**TASK DIRECTIONS:** Please rewrite the passage of the author note below that begins at "Vanessa Diffenbaugh is the" and stops after "children and families.", replacing "passionate" with "dedicated".

**PAGE TEXT:**
.....
About the Author . . .

Vanessa Diffenbaugh is the author of the New York Times bestselling novel The Language of Flowers, which was translated into more than forty languages. A mother of four, she lives with her husband in Monterey, California. In addition to being a writer, Vanessa Diffenbaugh is a passionate foster care advocate and sits on the board of Youth Villages, where she supports their mission to radically improve outcomes for America’s most vulnerable children and families.

Wednesday, July 1, 2015

This Book Will Stir You



I can only imagine that Jessica Fechtor's journey through the trauma of a broken aneurysm and surgeries on her brain was a long and arduous road to follow. Yet her memoir about the event that re-shaped her entire life, Stir: My Broken Brain and the Meals That Brought Me Home, is a story of courage, resilience, and grace.
.....
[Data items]

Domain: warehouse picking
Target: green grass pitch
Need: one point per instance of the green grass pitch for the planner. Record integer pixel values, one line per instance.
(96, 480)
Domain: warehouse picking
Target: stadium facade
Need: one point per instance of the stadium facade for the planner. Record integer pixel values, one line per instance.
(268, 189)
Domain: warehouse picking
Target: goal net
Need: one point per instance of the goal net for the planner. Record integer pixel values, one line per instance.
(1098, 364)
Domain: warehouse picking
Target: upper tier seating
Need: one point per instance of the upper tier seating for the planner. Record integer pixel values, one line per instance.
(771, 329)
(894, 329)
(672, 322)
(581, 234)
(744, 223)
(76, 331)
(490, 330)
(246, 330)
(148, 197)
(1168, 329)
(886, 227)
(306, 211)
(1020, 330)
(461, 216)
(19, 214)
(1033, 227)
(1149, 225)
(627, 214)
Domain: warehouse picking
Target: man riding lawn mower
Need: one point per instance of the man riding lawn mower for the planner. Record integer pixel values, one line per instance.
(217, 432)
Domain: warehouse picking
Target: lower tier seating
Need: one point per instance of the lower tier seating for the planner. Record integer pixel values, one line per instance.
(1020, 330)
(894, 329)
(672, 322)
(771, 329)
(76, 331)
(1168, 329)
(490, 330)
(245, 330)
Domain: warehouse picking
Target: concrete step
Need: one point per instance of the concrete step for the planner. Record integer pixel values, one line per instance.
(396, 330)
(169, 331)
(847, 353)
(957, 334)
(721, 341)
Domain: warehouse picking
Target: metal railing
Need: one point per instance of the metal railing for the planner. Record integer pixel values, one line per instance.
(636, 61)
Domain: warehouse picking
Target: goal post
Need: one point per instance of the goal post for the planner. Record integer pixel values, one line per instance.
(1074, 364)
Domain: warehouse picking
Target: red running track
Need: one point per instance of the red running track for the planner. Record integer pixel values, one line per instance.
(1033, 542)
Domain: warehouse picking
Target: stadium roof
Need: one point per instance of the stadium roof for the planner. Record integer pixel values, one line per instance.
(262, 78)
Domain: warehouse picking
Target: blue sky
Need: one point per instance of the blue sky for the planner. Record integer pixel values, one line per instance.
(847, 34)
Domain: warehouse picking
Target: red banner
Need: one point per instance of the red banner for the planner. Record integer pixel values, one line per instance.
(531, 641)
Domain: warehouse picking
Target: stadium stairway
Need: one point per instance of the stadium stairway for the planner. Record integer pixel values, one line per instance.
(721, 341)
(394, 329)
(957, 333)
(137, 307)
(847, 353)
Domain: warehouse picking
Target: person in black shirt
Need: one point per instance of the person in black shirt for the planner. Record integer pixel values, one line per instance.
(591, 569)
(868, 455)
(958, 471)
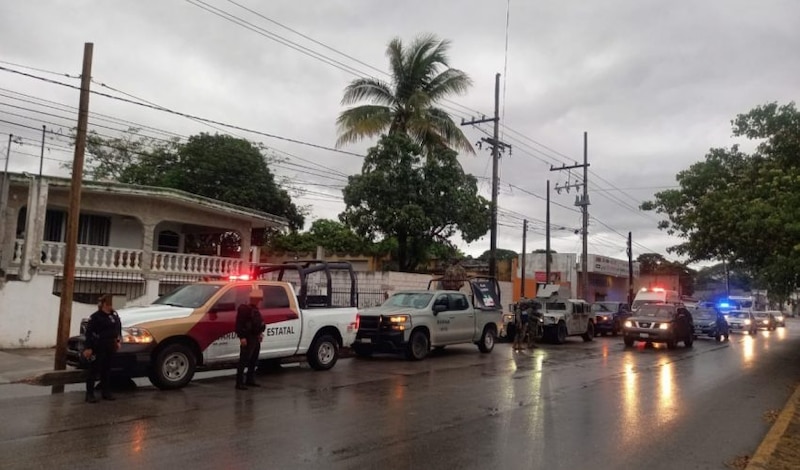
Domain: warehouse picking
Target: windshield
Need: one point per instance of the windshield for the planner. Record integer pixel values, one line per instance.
(638, 303)
(704, 313)
(605, 307)
(739, 315)
(653, 311)
(409, 299)
(191, 295)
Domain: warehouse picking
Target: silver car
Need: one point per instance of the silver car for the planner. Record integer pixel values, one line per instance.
(742, 321)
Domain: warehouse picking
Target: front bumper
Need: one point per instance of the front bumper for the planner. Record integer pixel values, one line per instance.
(380, 341)
(132, 360)
(650, 335)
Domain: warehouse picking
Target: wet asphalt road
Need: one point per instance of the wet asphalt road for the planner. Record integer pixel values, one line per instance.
(580, 405)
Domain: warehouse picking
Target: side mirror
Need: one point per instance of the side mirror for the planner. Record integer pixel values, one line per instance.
(223, 307)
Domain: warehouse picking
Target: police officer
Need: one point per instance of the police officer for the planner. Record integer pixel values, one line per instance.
(250, 330)
(103, 338)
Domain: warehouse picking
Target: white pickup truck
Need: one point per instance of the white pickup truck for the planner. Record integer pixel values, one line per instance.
(411, 322)
(194, 325)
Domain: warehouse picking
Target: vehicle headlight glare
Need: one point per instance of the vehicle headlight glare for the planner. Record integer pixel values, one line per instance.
(135, 335)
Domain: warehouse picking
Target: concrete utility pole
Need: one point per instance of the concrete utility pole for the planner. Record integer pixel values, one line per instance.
(65, 310)
(547, 257)
(524, 240)
(583, 203)
(497, 148)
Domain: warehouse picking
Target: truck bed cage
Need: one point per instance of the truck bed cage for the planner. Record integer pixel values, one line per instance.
(304, 268)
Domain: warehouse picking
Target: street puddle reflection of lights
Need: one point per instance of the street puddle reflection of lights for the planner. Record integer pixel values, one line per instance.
(666, 393)
(631, 416)
(748, 350)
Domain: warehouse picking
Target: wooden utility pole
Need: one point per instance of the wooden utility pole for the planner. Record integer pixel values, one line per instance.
(630, 269)
(65, 311)
(524, 261)
(582, 202)
(497, 148)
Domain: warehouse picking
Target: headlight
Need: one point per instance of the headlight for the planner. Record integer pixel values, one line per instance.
(136, 336)
(399, 322)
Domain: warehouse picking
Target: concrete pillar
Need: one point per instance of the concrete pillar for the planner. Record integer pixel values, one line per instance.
(148, 227)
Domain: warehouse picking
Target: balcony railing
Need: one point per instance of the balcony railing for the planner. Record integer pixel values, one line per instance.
(130, 260)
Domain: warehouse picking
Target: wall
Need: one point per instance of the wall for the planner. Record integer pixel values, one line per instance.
(29, 314)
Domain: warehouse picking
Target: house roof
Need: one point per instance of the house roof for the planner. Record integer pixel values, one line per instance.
(164, 194)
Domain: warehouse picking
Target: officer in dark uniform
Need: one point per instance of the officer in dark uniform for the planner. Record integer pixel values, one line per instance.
(250, 330)
(103, 338)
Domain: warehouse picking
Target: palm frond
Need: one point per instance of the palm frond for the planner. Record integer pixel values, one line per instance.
(368, 89)
(357, 123)
(449, 131)
(451, 81)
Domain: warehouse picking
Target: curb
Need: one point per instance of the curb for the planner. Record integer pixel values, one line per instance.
(761, 458)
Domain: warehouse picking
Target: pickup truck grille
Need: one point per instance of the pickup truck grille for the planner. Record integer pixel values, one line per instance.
(369, 323)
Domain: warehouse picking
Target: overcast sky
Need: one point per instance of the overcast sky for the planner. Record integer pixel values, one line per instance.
(654, 83)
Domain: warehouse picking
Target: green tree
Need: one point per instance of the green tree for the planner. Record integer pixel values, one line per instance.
(416, 201)
(420, 78)
(502, 254)
(743, 208)
(217, 166)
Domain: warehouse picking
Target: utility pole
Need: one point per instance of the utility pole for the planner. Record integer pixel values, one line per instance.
(524, 240)
(65, 310)
(4, 194)
(547, 257)
(630, 269)
(497, 148)
(583, 203)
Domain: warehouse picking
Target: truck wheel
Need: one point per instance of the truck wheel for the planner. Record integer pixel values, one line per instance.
(561, 332)
(589, 335)
(418, 346)
(488, 338)
(324, 352)
(173, 367)
(362, 350)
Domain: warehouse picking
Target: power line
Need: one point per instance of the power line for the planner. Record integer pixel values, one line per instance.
(186, 115)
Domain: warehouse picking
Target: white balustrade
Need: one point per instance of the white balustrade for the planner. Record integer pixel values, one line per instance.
(128, 259)
(93, 257)
(180, 263)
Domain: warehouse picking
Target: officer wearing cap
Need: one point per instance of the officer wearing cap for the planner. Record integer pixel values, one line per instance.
(250, 330)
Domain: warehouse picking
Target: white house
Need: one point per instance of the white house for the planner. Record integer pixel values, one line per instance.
(134, 242)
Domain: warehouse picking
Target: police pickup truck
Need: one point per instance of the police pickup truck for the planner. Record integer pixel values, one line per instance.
(194, 326)
(411, 322)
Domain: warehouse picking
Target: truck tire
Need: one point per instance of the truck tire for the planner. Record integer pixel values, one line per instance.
(561, 333)
(173, 367)
(488, 338)
(362, 350)
(418, 346)
(324, 352)
(589, 335)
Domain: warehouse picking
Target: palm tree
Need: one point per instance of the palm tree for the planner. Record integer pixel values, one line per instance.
(420, 77)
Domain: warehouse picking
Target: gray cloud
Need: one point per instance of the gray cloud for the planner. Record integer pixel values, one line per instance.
(654, 83)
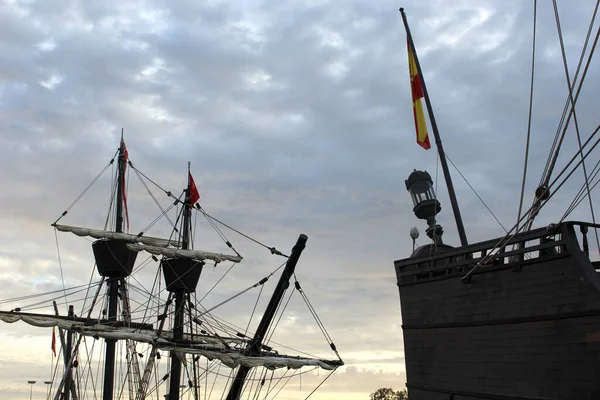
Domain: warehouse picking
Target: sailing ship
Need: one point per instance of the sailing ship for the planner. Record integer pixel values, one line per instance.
(207, 356)
(515, 317)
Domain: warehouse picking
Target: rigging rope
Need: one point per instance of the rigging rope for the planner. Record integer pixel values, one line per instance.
(525, 163)
(564, 56)
(545, 196)
(476, 194)
(571, 101)
(86, 189)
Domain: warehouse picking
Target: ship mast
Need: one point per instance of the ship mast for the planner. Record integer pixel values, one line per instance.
(438, 141)
(255, 345)
(181, 277)
(115, 262)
.....
**COMPLETED EXERCISE:**
Vanessa Diffenbaugh is the author of the New York Times bestselling novel The Language of Flowers, which was translated into more than forty languages. A mother of four, she lives with her husband in Monterey, California. In addition to being a writer, Vanessa Diffenbaugh is a dedicated foster care advocate and sits on the board of Youth Villages, where she supports their mission to radically improve outcomes for America’s most vulnerable children and families.